*** GIVEN DATA ***
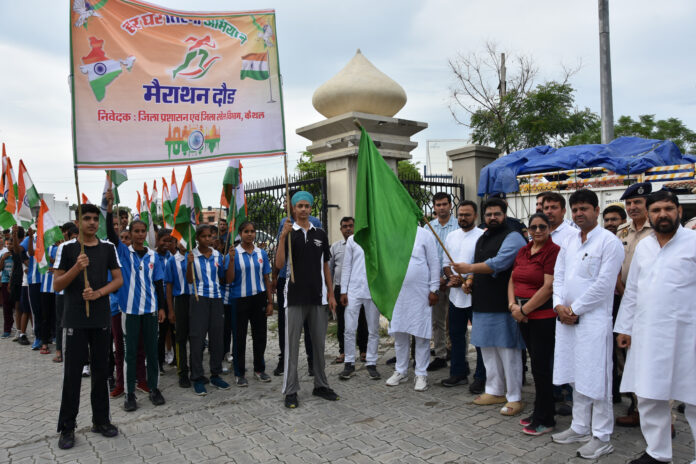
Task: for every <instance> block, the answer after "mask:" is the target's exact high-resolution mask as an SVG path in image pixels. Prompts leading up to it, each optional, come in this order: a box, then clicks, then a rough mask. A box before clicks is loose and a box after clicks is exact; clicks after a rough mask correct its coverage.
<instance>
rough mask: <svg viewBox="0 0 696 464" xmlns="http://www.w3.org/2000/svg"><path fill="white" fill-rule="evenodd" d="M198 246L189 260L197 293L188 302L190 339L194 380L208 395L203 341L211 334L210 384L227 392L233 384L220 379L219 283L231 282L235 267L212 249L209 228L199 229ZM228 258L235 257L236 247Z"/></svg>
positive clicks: (220, 353) (195, 391) (193, 377)
mask: <svg viewBox="0 0 696 464" xmlns="http://www.w3.org/2000/svg"><path fill="white" fill-rule="evenodd" d="M196 241H197V242H198V246H197V247H196V248H194V249H193V251H190V252H189V253H188V256H187V257H186V262H187V266H186V280H187V281H188V283H190V284H194V289H195V293H194V295H193V296H192V297H191V298H190V303H189V307H190V309H189V340H190V342H191V379H192V380H193V388H194V391H195V393H196V395H201V396H202V395H206V394H207V393H208V392H207V390H206V389H205V384H206V383H207V382H208V379H206V377H205V376H204V375H203V374H204V371H203V340H204V339H205V336H206V334H207V335H208V352H209V353H210V374H211V375H210V383H211V384H212V385H213V386H215V387H217V388H219V389H221V390H227V389H228V388H230V385H229V384H228V383H227V382H225V381H224V380H222V379H221V378H220V374H221V373H222V352H223V351H224V350H223V347H222V329H223V326H224V313H223V304H222V292H221V290H220V282H227V283H231V282H232V280H233V278H234V275H233V272H234V268H233V267H232V266H229V258H227V257H225V256H223V255H222V254H221V253H220V252H219V251H217V250H216V249H214V248H213V235H212V233H211V230H210V226H209V225H205V224H204V225H200V226H198V229H196ZM229 256H232V257H234V248H232V249H230V254H229Z"/></svg>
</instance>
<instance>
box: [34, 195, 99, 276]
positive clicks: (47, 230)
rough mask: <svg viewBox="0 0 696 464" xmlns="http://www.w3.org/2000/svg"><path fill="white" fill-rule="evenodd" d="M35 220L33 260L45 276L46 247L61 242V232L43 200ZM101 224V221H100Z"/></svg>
mask: <svg viewBox="0 0 696 464" xmlns="http://www.w3.org/2000/svg"><path fill="white" fill-rule="evenodd" d="M40 201H41V207H40V209H39V216H38V217H37V218H36V247H35V249H34V259H36V261H37V262H38V263H39V272H40V273H42V274H45V273H46V271H47V270H48V268H49V267H51V266H50V263H49V262H48V259H47V258H46V255H47V251H48V247H50V246H51V245H53V244H55V243H57V242H59V241H61V240H63V232H62V231H61V230H60V227H59V226H58V224H56V221H55V220H54V219H53V216H51V213H50V212H49V211H48V206H46V203H45V202H44V201H43V200H40ZM100 222H101V221H100Z"/></svg>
*** End of GIVEN DATA ***
DIRECTIONS: Copy the whole listing above line for line, without any changes, and leave out the pictures.

SOLUTION TO THIS PROBLEM:
Task: for every <instance> block, the answer after "mask:" is the target's exact high-resolution mask as an SVG path in image pixels. Prompts leading up to it, each optional, come in this order: a box, then clicks, then a rough mask. A box before clicks is loose and a box after clicks is exact; clicks after a rough mask correct its coverage.
<instance>
rough mask: <svg viewBox="0 0 696 464" xmlns="http://www.w3.org/2000/svg"><path fill="white" fill-rule="evenodd" d="M198 246L189 260L197 293L188 302L190 339L194 380L208 395L203 341L211 334L210 384L227 392L233 384L220 379L219 283L231 282L235 267L212 249L209 228L199 229ZM228 258L235 257L236 247Z"/></svg>
positive clicks: (220, 353) (195, 391) (193, 377)
mask: <svg viewBox="0 0 696 464" xmlns="http://www.w3.org/2000/svg"><path fill="white" fill-rule="evenodd" d="M196 241H197V242H198V246H197V247H196V248H194V249H193V251H190V252H189V253H188V256H187V257H186V262H187V266H186V280H187V281H188V283H190V284H194V289H195V293H194V295H193V296H192V297H191V298H190V303H189V307H190V309H189V340H190V342H191V379H192V380H193V388H194V391H195V393H196V395H201V396H202V395H206V394H207V393H208V392H207V390H206V389H205V384H206V383H207V382H208V379H206V377H205V376H204V375H203V374H204V371H203V340H204V339H205V336H206V334H207V335H208V352H209V353H210V374H211V375H210V383H211V384H212V385H213V386H215V387H217V388H219V389H221V390H227V389H228V388H230V385H229V384H228V383H227V382H225V381H224V380H222V379H221V378H220V374H221V373H222V352H223V351H224V350H223V347H222V329H223V326H224V313H223V304H222V292H221V290H220V282H227V283H231V282H232V280H233V278H234V275H233V272H234V268H233V267H232V266H229V258H227V257H225V256H223V255H222V254H221V253H220V252H219V251H217V250H216V249H214V248H213V235H212V233H211V230H210V226H209V225H205V224H204V225H200V226H198V229H196ZM229 256H232V257H234V248H232V249H230V254H229Z"/></svg>
</instance>
<instance>
box: [34, 195, 99, 276]
positive clicks: (47, 230)
rough mask: <svg viewBox="0 0 696 464" xmlns="http://www.w3.org/2000/svg"><path fill="white" fill-rule="evenodd" d="M35 220L33 260L45 276L46 247L61 242V232L43 200ZM101 224V221H100Z"/></svg>
mask: <svg viewBox="0 0 696 464" xmlns="http://www.w3.org/2000/svg"><path fill="white" fill-rule="evenodd" d="M40 201H41V207H40V209H39V216H38V217H37V218H36V247H35V249H34V259H36V261H37V262H38V263H39V272H40V273H42V274H45V273H46V271H47V270H48V268H49V267H51V266H50V263H49V262H48V259H47V258H46V255H47V251H48V247H50V246H51V245H53V244H55V243H57V242H59V241H61V240H63V232H62V231H61V230H60V227H59V226H58V224H56V221H55V220H54V219H53V216H51V213H50V212H49V211H48V206H46V203H45V202H44V201H43V200H40ZM100 222H101V221H100Z"/></svg>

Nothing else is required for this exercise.